▶ REQUIRED TASK
Can you give back the part that opens with the line containing "Trace the outline of every instance of the **tall" and closes with the line containing "111], [55, 96]]", both lines included, with "vertex pairs" swapped for "coordinate pairs" and everything else unchanged?

>> START RECORDS

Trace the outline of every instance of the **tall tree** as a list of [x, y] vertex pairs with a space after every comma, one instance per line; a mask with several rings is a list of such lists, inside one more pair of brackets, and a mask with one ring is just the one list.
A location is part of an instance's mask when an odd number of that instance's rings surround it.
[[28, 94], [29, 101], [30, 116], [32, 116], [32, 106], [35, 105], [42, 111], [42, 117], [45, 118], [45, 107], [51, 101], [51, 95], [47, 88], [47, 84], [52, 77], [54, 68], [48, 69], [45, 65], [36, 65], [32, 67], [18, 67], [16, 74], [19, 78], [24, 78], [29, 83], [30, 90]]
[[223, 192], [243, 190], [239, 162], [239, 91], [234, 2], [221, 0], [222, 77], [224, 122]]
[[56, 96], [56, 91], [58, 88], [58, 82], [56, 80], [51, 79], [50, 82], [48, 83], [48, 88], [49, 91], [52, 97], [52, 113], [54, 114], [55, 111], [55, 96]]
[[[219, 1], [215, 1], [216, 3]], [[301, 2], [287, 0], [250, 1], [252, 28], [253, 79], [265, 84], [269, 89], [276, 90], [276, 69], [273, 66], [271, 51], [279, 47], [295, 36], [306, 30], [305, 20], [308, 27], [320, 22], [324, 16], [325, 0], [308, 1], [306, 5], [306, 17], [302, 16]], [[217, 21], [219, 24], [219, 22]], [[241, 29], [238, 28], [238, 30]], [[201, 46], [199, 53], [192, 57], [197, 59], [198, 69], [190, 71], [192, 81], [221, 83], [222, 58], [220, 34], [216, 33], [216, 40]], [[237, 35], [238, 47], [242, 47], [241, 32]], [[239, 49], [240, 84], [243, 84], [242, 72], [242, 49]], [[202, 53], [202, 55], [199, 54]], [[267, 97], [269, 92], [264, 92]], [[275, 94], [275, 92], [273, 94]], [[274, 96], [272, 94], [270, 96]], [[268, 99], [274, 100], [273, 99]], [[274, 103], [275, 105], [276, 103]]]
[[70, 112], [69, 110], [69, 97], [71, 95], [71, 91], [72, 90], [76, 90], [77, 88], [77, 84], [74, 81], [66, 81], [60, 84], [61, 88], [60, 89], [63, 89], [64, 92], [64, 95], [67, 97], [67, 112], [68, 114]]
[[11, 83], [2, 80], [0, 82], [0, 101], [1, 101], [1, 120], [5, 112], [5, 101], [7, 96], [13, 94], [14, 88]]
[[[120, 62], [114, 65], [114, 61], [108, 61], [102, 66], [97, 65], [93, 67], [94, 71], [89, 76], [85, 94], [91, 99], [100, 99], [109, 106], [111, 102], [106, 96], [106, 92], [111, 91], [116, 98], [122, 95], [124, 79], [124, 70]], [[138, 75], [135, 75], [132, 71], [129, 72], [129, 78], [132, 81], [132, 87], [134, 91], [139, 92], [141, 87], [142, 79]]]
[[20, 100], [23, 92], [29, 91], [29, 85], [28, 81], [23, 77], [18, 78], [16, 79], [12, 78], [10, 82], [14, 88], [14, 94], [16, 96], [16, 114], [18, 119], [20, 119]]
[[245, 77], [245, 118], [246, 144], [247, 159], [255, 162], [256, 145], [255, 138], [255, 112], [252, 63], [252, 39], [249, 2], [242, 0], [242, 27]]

>> END RECORDS
>> START RECORDS

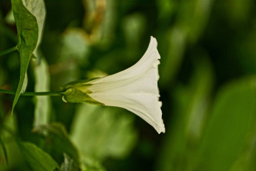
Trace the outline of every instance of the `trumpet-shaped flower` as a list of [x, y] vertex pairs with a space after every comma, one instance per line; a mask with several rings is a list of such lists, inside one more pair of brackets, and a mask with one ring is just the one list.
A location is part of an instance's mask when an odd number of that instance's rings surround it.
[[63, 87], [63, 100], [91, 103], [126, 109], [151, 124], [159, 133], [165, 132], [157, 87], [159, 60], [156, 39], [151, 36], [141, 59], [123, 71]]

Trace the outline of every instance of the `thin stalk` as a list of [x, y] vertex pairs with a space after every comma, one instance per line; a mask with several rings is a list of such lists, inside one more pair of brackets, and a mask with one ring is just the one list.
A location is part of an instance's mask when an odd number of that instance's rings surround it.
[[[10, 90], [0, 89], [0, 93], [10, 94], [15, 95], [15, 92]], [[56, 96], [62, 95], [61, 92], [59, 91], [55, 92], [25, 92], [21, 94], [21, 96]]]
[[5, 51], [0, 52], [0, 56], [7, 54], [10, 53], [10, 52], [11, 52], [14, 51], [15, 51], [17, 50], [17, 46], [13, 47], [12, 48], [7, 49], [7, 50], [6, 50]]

>> END RECORDS
>> START RECORDS

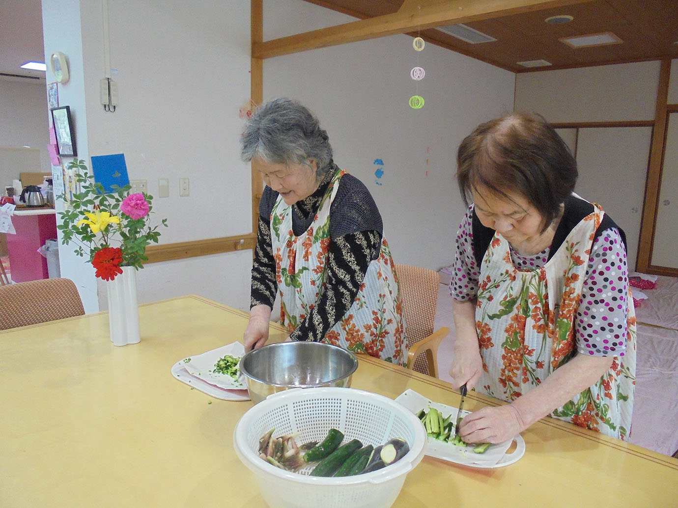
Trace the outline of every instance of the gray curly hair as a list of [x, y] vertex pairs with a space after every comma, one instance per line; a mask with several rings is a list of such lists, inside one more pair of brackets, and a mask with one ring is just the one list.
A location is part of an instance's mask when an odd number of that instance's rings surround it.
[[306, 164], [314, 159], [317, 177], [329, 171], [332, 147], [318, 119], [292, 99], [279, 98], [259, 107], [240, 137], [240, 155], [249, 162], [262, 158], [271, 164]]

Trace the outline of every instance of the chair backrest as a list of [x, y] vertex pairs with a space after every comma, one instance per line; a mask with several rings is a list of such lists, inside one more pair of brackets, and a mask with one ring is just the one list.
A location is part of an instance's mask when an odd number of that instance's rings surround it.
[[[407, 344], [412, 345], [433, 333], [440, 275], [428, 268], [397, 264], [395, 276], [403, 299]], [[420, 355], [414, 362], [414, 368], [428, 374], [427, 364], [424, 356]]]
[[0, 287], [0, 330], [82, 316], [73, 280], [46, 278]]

>> END RECORDS

▶ EXERCISE OUTPUT
Trace the outline of every instance of the **tall tree** as a list of [x, y] coordinate pairs with a space after every comma, one instance per line; a mask with several rings is a list of such lists, inside one more pair of brackets, and a mask with one ring is just the one list.
A location is part of an instance's mask when an odd number of that instance's rings surround it.
[[28, 94], [29, 101], [30, 116], [32, 116], [32, 106], [35, 105], [42, 111], [42, 117], [45, 118], [45, 107], [51, 101], [51, 95], [47, 88], [47, 84], [52, 77], [54, 68], [48, 69], [45, 65], [36, 65], [32, 67], [18, 67], [16, 74], [19, 78], [24, 78], [29, 83], [30, 90]]
[[223, 192], [243, 190], [239, 162], [239, 91], [234, 2], [221, 0], [222, 77], [224, 122]]
[[56, 96], [56, 91], [58, 88], [58, 82], [56, 80], [51, 79], [50, 82], [48, 83], [48, 88], [49, 91], [52, 97], [52, 113], [54, 114], [55, 111], [55, 96]]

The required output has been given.